Each line below with the word "tight" needs to be copied.

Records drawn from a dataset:
--- --- ---

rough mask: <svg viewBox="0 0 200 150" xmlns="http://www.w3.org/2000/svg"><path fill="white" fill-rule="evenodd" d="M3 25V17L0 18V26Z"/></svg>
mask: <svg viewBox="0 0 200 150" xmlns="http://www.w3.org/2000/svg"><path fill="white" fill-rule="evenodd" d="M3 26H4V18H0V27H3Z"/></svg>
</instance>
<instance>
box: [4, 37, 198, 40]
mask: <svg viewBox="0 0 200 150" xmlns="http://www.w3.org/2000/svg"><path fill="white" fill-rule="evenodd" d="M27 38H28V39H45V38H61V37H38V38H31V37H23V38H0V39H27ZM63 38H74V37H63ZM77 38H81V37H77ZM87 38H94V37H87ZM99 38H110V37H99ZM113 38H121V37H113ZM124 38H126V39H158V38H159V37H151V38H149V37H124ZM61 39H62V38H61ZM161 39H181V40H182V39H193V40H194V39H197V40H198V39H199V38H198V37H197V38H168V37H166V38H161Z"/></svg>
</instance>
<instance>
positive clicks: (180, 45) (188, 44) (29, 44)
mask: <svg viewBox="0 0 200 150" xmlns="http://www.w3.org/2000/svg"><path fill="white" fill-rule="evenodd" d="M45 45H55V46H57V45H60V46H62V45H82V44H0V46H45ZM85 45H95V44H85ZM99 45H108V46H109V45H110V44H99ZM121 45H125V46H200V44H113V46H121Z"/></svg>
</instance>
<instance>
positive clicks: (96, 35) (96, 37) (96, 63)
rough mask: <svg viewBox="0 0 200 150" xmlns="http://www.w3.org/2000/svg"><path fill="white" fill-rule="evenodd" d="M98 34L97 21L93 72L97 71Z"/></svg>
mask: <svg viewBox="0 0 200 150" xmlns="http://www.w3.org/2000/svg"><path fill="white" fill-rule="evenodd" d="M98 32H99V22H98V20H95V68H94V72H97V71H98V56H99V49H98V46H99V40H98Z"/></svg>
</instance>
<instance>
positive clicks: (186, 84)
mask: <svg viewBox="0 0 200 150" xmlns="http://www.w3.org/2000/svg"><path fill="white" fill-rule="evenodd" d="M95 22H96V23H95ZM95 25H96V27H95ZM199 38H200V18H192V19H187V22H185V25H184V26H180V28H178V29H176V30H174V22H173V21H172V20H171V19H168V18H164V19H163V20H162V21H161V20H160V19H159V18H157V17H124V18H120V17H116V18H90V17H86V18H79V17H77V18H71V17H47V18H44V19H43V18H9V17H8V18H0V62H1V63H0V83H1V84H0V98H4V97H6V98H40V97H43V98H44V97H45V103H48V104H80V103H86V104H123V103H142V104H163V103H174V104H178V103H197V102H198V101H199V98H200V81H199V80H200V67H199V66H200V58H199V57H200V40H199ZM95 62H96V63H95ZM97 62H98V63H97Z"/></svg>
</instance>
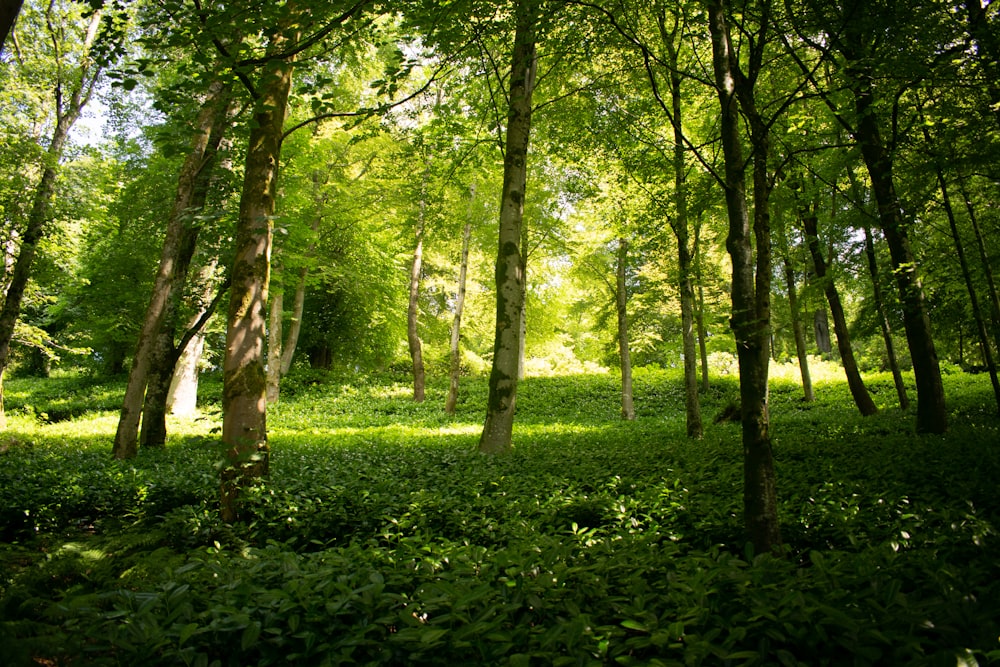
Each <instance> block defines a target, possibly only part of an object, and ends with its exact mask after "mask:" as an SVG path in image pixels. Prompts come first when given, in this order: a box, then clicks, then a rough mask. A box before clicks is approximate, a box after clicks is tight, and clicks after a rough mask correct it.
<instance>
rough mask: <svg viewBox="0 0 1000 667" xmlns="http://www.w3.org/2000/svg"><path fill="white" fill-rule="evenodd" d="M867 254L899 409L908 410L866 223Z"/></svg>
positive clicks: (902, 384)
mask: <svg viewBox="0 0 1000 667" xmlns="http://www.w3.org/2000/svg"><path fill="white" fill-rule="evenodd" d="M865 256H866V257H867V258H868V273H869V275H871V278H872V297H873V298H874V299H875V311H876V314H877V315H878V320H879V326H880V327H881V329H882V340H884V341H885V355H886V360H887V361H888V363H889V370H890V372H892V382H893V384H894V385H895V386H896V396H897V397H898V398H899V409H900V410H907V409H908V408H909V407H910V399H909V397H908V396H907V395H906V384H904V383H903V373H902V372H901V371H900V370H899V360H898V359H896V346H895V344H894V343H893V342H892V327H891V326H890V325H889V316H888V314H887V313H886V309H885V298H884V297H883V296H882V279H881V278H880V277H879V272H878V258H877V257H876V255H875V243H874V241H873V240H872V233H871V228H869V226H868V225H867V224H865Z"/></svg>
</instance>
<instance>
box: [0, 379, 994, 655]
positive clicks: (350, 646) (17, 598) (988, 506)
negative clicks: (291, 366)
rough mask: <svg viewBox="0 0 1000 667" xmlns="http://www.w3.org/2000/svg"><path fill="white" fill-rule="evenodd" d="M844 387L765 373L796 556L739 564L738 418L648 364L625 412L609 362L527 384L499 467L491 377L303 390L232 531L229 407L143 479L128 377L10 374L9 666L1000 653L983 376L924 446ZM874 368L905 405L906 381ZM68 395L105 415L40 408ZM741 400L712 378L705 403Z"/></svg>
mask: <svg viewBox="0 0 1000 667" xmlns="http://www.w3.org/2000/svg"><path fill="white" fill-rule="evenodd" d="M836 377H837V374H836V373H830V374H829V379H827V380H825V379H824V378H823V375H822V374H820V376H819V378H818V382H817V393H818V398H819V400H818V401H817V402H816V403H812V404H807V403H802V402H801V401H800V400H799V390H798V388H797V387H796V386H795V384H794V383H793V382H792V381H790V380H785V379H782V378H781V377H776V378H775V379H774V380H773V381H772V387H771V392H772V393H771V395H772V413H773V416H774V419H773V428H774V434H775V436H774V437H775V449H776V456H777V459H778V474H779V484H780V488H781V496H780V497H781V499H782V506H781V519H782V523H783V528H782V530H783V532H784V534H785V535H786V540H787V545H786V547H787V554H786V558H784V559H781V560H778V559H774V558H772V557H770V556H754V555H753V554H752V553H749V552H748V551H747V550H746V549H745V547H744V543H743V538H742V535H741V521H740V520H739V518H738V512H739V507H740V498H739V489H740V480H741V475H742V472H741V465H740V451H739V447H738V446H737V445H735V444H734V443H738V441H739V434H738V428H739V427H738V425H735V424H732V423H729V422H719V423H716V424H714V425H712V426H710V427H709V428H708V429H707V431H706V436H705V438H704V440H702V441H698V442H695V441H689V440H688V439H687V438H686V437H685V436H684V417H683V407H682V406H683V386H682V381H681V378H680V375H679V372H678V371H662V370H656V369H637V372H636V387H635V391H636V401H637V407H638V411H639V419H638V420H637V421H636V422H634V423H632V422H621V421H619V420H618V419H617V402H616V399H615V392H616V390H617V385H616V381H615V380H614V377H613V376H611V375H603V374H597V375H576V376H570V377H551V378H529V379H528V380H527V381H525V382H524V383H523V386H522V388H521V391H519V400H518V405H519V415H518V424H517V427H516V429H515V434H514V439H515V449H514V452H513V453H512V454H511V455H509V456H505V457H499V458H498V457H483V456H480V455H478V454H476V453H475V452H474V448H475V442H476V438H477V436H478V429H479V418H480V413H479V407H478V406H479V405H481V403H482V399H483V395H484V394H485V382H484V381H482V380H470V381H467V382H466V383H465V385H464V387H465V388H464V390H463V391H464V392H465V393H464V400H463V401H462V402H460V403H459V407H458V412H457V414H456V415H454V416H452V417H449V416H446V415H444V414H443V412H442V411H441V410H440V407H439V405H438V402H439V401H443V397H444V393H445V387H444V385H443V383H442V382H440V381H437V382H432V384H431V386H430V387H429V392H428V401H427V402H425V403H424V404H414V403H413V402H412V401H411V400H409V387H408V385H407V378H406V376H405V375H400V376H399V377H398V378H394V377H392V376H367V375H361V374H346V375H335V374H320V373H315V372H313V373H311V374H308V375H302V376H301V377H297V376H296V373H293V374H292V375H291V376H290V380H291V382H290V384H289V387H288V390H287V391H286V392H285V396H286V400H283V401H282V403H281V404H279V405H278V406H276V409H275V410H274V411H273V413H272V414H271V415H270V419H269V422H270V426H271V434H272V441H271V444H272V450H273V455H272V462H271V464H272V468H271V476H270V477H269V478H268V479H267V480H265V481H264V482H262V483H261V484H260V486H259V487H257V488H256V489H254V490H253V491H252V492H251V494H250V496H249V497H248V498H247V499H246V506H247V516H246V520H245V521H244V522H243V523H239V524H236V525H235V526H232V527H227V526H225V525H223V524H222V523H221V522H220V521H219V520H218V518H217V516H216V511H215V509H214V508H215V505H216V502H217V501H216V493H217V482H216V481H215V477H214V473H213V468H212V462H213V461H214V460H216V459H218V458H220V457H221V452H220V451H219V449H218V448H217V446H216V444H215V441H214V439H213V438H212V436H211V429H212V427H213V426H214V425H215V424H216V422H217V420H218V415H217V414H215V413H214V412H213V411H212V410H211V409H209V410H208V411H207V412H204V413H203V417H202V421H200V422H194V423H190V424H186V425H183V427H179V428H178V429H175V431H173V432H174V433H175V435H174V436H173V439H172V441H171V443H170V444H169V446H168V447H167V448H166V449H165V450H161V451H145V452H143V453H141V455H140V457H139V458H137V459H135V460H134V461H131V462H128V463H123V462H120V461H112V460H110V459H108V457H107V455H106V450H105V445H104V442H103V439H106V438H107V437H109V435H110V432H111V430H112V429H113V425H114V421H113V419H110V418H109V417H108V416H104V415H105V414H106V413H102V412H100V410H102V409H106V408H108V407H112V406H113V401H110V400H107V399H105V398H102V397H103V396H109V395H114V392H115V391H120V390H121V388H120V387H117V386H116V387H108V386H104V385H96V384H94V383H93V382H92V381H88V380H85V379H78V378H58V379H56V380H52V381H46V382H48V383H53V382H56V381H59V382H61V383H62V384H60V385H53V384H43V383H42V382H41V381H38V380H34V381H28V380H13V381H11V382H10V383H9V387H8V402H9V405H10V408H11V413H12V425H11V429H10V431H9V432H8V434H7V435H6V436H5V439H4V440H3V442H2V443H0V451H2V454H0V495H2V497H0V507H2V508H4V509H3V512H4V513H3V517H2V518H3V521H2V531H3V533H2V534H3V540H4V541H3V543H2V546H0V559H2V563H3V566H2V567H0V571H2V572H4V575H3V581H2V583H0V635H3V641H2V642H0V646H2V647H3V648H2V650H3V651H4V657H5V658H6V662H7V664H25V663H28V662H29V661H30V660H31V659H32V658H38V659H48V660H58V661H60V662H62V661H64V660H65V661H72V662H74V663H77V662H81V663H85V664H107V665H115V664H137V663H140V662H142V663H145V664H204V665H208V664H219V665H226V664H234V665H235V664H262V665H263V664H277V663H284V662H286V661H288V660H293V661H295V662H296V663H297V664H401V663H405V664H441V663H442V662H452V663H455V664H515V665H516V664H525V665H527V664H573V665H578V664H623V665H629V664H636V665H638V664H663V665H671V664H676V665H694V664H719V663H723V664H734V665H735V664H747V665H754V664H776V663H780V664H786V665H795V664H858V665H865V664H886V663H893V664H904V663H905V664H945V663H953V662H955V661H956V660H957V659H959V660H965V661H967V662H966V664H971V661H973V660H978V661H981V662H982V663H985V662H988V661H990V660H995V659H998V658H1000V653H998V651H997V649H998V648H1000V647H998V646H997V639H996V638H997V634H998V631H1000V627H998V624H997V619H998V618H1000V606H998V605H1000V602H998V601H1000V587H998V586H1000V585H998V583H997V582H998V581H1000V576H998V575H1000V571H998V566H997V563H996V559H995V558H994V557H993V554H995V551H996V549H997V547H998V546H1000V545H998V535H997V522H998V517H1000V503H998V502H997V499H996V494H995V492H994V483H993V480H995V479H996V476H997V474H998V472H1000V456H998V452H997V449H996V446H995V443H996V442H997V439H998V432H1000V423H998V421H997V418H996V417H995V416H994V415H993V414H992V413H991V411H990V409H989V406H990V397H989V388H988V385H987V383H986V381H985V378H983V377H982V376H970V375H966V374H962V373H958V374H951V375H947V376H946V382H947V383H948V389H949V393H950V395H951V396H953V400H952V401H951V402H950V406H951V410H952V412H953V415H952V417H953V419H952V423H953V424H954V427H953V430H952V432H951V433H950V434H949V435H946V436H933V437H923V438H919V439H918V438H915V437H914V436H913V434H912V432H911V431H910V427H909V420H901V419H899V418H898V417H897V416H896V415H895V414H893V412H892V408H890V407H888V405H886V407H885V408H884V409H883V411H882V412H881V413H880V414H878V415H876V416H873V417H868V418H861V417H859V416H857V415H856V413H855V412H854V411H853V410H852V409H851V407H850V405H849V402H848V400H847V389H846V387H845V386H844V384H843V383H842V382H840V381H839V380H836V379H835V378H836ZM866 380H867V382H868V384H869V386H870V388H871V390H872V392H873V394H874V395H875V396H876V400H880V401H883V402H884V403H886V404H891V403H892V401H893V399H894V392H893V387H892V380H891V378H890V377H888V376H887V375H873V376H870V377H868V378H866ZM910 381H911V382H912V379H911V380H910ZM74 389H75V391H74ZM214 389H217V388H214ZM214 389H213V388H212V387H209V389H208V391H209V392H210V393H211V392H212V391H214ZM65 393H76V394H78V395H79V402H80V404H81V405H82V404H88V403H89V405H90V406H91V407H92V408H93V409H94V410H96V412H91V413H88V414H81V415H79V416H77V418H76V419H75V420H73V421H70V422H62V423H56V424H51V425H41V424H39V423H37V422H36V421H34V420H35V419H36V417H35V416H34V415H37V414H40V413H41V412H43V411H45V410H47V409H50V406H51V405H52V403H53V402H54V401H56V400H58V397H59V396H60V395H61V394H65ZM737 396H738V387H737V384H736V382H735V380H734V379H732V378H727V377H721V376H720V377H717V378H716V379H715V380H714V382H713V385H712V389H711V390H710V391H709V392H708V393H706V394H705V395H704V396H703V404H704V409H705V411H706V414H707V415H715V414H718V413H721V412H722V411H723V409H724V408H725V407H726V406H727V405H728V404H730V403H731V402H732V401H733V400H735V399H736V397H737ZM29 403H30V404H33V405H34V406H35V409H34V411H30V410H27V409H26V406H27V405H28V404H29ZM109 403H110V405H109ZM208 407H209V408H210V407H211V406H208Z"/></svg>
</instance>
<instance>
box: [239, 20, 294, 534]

--- --- ---

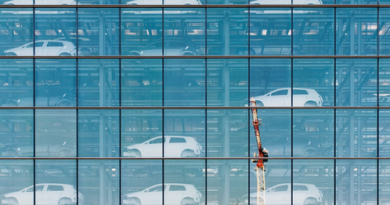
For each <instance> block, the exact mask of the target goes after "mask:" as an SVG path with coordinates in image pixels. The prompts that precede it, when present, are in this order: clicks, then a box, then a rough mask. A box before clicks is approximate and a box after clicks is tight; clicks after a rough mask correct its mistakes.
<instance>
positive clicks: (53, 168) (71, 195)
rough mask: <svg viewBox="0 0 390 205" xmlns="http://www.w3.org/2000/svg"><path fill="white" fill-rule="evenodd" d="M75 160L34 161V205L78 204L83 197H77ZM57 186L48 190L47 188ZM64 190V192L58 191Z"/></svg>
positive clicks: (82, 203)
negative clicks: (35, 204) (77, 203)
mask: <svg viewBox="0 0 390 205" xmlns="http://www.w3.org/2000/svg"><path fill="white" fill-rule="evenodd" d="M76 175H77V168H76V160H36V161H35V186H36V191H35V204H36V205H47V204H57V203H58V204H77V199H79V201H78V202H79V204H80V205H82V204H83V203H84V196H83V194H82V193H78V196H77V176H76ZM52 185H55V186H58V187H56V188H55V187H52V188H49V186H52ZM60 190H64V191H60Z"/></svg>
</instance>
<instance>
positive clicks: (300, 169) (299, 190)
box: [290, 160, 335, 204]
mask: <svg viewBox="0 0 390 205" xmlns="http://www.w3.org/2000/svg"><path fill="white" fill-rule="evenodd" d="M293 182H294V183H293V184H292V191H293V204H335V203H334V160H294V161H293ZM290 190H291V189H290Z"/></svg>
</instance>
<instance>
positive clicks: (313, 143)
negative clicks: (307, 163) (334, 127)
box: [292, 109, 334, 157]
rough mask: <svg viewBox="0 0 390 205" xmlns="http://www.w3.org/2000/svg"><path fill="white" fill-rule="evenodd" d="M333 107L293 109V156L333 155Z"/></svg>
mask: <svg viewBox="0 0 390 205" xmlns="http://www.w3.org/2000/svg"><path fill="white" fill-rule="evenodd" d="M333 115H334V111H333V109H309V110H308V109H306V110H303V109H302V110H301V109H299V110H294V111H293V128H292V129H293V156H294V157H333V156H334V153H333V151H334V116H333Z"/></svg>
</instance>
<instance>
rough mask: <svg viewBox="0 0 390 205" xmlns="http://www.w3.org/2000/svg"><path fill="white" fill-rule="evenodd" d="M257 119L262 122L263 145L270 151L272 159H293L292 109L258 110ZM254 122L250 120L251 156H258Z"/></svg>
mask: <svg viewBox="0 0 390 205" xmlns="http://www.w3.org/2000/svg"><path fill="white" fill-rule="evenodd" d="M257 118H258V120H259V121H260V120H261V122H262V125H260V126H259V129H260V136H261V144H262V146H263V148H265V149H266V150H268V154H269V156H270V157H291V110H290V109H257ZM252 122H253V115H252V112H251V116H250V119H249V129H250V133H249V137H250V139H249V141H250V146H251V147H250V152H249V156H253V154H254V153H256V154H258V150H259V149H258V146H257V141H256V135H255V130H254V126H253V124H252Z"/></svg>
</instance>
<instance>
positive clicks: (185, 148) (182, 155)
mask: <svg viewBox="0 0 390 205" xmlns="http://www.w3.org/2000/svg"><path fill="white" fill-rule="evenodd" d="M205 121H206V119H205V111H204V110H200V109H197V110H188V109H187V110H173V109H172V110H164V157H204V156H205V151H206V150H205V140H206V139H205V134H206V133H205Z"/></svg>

--- --- ---

OUTPUT OF THE TASK:
Each <instance> block defines a target, possibly only part of an object, and ends with its exact mask after "mask:" as an SVG path in image pixels. Prompts come first when given, in this order: a box, then clicks, then a rough mask. A box before clicks is approximate, a box after clicks is tight, and clicks after a rough mask correct it.
For each <instance> block, the exact mask of the target goes after "mask:" as an SVG path with coordinates in image pixels. The prompts that precede it, when present, are in this order: clicks, then a box, then a rough mask. A box before clicks is approximate and a box after clicks is tight; clicks after a rough mask correct its mistakes.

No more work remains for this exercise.